Data items:
----

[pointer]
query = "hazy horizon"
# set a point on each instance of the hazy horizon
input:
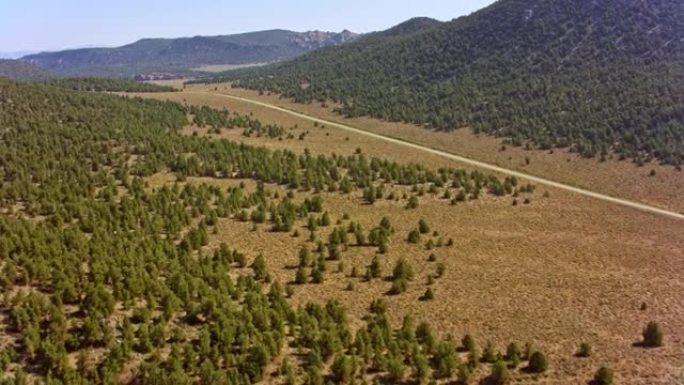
(39, 25)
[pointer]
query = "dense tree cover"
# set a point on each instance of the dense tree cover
(597, 77)
(99, 267)
(110, 85)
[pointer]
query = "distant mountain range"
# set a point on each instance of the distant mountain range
(597, 76)
(23, 70)
(183, 54)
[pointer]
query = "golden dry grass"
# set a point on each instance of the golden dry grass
(617, 178)
(560, 271)
(557, 272)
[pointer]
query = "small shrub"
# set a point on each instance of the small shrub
(584, 350)
(538, 363)
(428, 296)
(604, 376)
(500, 374)
(653, 335)
(423, 227)
(413, 237)
(412, 203)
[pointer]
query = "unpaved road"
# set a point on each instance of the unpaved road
(461, 159)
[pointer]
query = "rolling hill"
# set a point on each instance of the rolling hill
(599, 77)
(150, 55)
(19, 69)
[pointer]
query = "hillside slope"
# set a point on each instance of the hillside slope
(599, 77)
(19, 69)
(148, 55)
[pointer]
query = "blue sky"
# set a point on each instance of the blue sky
(59, 24)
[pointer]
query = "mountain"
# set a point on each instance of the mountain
(416, 24)
(19, 69)
(159, 55)
(15, 54)
(596, 76)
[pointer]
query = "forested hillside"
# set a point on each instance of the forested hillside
(596, 76)
(147, 56)
(107, 281)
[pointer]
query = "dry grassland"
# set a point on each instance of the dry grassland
(617, 178)
(563, 270)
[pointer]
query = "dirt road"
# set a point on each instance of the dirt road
(472, 162)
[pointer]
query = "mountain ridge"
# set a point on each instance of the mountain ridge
(598, 77)
(180, 54)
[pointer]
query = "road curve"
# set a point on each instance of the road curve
(472, 162)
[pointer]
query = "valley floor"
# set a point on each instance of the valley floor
(558, 271)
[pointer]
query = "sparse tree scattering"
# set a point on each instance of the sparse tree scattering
(108, 85)
(597, 77)
(103, 277)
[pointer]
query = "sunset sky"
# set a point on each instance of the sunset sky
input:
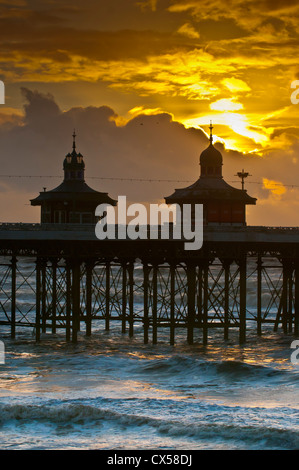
(140, 81)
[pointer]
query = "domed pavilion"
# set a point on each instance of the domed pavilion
(73, 201)
(222, 204)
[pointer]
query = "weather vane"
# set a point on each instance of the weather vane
(242, 174)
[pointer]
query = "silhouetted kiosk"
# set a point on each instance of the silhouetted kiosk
(222, 203)
(76, 279)
(73, 201)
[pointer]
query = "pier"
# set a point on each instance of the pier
(61, 277)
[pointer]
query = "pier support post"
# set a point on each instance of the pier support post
(155, 302)
(172, 304)
(124, 297)
(226, 266)
(285, 297)
(13, 297)
(54, 294)
(75, 299)
(259, 294)
(145, 302)
(107, 297)
(68, 301)
(44, 294)
(131, 299)
(191, 281)
(38, 300)
(205, 302)
(89, 268)
(296, 313)
(290, 301)
(242, 330)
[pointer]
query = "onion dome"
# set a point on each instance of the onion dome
(211, 160)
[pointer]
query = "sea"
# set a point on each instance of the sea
(113, 392)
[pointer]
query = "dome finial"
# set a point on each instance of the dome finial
(211, 133)
(74, 140)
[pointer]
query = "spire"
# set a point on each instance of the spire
(242, 174)
(74, 140)
(211, 133)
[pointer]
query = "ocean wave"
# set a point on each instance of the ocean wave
(187, 366)
(253, 436)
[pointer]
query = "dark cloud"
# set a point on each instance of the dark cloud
(147, 147)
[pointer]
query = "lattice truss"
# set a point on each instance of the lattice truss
(108, 281)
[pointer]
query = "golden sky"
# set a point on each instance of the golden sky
(192, 61)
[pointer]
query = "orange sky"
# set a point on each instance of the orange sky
(107, 67)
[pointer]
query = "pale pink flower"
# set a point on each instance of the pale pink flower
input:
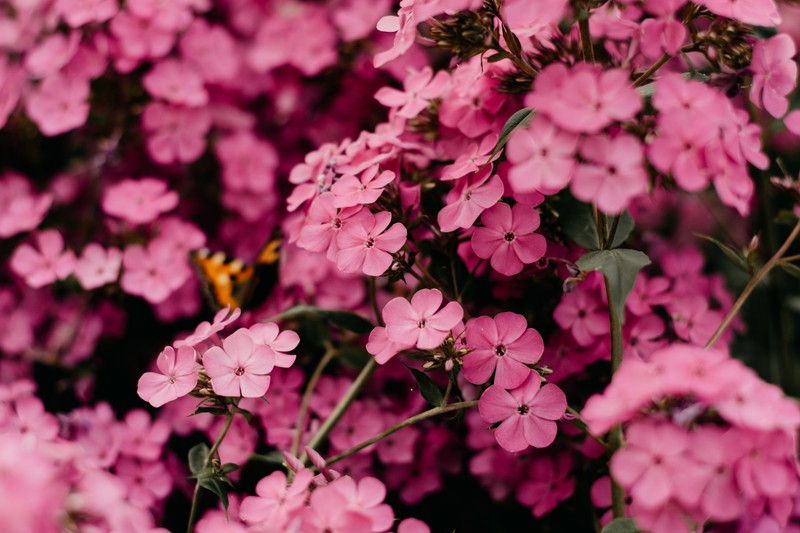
(240, 367)
(507, 238)
(367, 245)
(469, 199)
(98, 266)
(177, 377)
(176, 82)
(774, 73)
(44, 264)
(613, 174)
(351, 191)
(503, 345)
(59, 104)
(279, 342)
(542, 157)
(139, 201)
(527, 414)
(419, 88)
(421, 322)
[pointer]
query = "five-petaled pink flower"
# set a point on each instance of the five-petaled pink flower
(240, 367)
(527, 414)
(503, 345)
(44, 264)
(351, 190)
(177, 378)
(507, 238)
(421, 322)
(139, 201)
(367, 245)
(419, 89)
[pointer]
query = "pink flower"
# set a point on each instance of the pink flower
(154, 272)
(507, 238)
(469, 199)
(503, 345)
(177, 83)
(240, 367)
(45, 264)
(98, 266)
(421, 322)
(526, 414)
(420, 87)
(584, 99)
(647, 465)
(59, 104)
(542, 157)
(175, 133)
(350, 190)
(613, 173)
(774, 73)
(178, 376)
(279, 342)
(139, 201)
(367, 245)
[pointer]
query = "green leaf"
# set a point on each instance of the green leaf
(520, 119)
(736, 257)
(197, 458)
(621, 525)
(427, 388)
(620, 267)
(344, 319)
(624, 228)
(577, 222)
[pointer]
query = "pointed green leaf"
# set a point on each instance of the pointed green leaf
(427, 388)
(621, 525)
(620, 267)
(197, 458)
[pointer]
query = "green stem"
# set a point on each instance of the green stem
(305, 403)
(430, 413)
(210, 457)
(754, 281)
(342, 407)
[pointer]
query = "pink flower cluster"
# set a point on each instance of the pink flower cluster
(706, 439)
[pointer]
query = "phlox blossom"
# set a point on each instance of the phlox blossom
(502, 345)
(420, 322)
(240, 367)
(139, 201)
(177, 377)
(527, 414)
(367, 245)
(507, 237)
(44, 264)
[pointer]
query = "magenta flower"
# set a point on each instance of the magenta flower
(419, 89)
(774, 73)
(420, 322)
(139, 201)
(367, 245)
(543, 157)
(177, 378)
(240, 367)
(469, 199)
(503, 345)
(507, 238)
(527, 414)
(613, 174)
(44, 264)
(351, 190)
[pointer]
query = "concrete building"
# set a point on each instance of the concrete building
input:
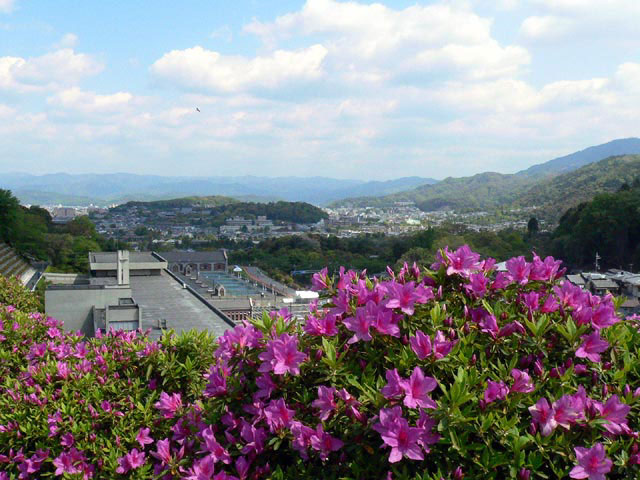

----

Problem statement>
Retype all entries exactly; omit pictures.

Exercise output>
[pointer]
query = "hazy horizon"
# set a point on each instance of the hazy horizon
input:
(39, 25)
[pointer]
query = "dense tree cover"
# set a point on each instance of the dense tree cover
(597, 77)
(99, 267)
(110, 85)
[pointer]
query = "distant mountain range"
# set a point on each instance of the distant mountain range
(597, 76)
(23, 70)
(183, 54)
[pointer]
query = "golden dry grass"
# set a point on each instance of the golden dry grass
(617, 178)
(560, 271)
(557, 272)
[pointer]
query = "small shrub"
# set a point on each instance of the small shrub
(584, 350)
(538, 363)
(428, 296)
(604, 376)
(500, 374)
(653, 335)
(423, 227)
(413, 237)
(412, 203)
[pointer]
query = "unpaved road"
# set a point on each instance of the unpaved road
(461, 159)
[pointer]
query = "rolling hill"
# set a point on each instance of the rolling hill
(599, 77)
(150, 55)
(19, 69)
[pointer]
query = "hillside slope"
# set a point on each instance of the hillside slope
(599, 77)
(19, 69)
(148, 55)
[pointer]
query = "blue sky"
# set a point on each instance of the blue sky
(59, 24)
[pointer]
query = "mountain"
# set a point on each instance of the mountain
(416, 24)
(19, 69)
(159, 55)
(15, 54)
(596, 76)
[pointer]
query = "forested hillside"
# set a point on each instance of the forested hillside
(596, 76)
(147, 56)
(107, 281)
[pointer]
query = "dry grassland"
# set a point on each instance of the dry grassland
(617, 178)
(563, 270)
[pointer]
query = "dirt road"
# set a point on each instance of the dirt road
(472, 162)
[pointer]
query = "mountain ridge"
# set a point on each instance of the mountain ridge
(598, 77)
(180, 54)
[pointer]
query = "road curve"
# set a point on each instance of the road curve
(472, 162)
[pointer]
query = "valley floor"
# set a point on each instance of the valley floor
(558, 271)
[pointer]
query = "sparse tree scattering"
# set a point on each instance of the sparse tree scattering
(108, 85)
(597, 77)
(103, 277)
[pointer]
query = "sunset sky"
# set a point on each instance of the sunset sky
input:
(140, 81)
[pointer]
query = "domed pavilion"
# set a point on each instance of the domed pavilion
(73, 201)
(222, 204)
[pointer]
query = "weather vane"
# set a point on each instance of the weather vane
(242, 174)
[pointer]
query = "silhouetted kiosk"
# set a point on each instance of the silhouetted kiosk
(222, 203)
(76, 279)
(73, 201)
[pointer]
query = "pier"
# set a point on each instance of the pier
(61, 277)
[pointer]
query = "pier support post"
# set a point on each instance of the pier support post
(155, 302)
(172, 304)
(124, 297)
(226, 266)
(285, 297)
(13, 297)
(54, 294)
(75, 299)
(259, 294)
(145, 302)
(107, 297)
(68, 301)
(44, 294)
(131, 299)
(191, 281)
(38, 300)
(205, 302)
(89, 268)
(296, 313)
(290, 301)
(242, 330)
[pointer]
query = "onion dome"
# set a point on each instance of the onion dome
(211, 160)
[pointer]
query = "sea"
# set a point on each instance of the sea
(113, 392)
[pointer]
query = "dome finial"
# set a point on each instance of the dome finial
(211, 133)
(74, 140)
[pointer]
query = "spire"
# set a point on each instance of the spire
(242, 174)
(74, 140)
(211, 133)
[pointer]
query = "ocean wave"
# set a point on each instance of the ocean wave
(187, 366)
(253, 436)
[pointer]
query = "dark cloud"
# set a point on each instance of the dark cloud
(147, 147)
[pointer]
query = "lattice truss"
# set a point on each instance of the lattice truss
(108, 281)
[pointer]
query = "golden sky"
# set a point on each instance of the golden sky
(192, 61)
[pointer]
query = "orange sky"
# set a point on each instance of the orange sky
(107, 67)
[pointer]
query = "pale pink flower"
# set a point on each instance of the pale pink flower
input:
(240, 367)
(507, 238)
(367, 245)
(469, 199)
(98, 266)
(177, 377)
(176, 82)
(774, 73)
(44, 264)
(613, 174)
(351, 191)
(503, 345)
(59, 104)
(279, 342)
(542, 157)
(139, 201)
(527, 414)
(419, 88)
(421, 322)
[pointer]
query = "five-petaled pink flower"
# set a point on each instance of the five-petaled pink flower
(240, 367)
(527, 414)
(503, 345)
(44, 264)
(351, 190)
(177, 378)
(507, 238)
(421, 322)
(139, 201)
(367, 245)
(419, 89)
[pointer]
query = "pink flower"
# set a point on each instance of the pink flower
(154, 272)
(507, 238)
(469, 199)
(503, 345)
(177, 83)
(240, 367)
(45, 264)
(98, 266)
(421, 322)
(526, 414)
(420, 87)
(584, 99)
(647, 465)
(59, 104)
(542, 157)
(175, 133)
(350, 190)
(613, 173)
(774, 73)
(178, 376)
(279, 342)
(139, 201)
(367, 245)
[pointer]
query = "green leaf"
# set a point on each instance of the green leaf
(520, 119)
(736, 257)
(197, 458)
(621, 525)
(427, 388)
(620, 267)
(344, 319)
(624, 228)
(577, 222)
[pointer]
query = "pointed green leaf"
# set a point on each instance of the pointed green leaf
(427, 388)
(621, 525)
(620, 267)
(197, 458)
[pointer]
query = "green stem"
# set a point on each instance of the green stem
(305, 403)
(430, 413)
(210, 457)
(754, 281)
(342, 407)
[pointer]
query = "pink flower cluster"
# set a point on each instance of the pink flower cluster
(706, 439)
[pointer]
query = "phlox blossom"
# set a point on each instance of the phlox blossom
(502, 345)
(420, 322)
(240, 367)
(139, 201)
(177, 377)
(527, 414)
(367, 245)
(507, 237)
(44, 264)
[pointer]
query = "magenta flower"
# set a point on each instance of the magenta flower
(419, 89)
(774, 73)
(420, 322)
(139, 201)
(367, 245)
(543, 157)
(177, 378)
(240, 367)
(469, 199)
(503, 345)
(507, 238)
(527, 414)
(613, 174)
(44, 264)
(351, 190)
[pointer]
query = "concrete building"
# set a point on each instance of the concrete building
input:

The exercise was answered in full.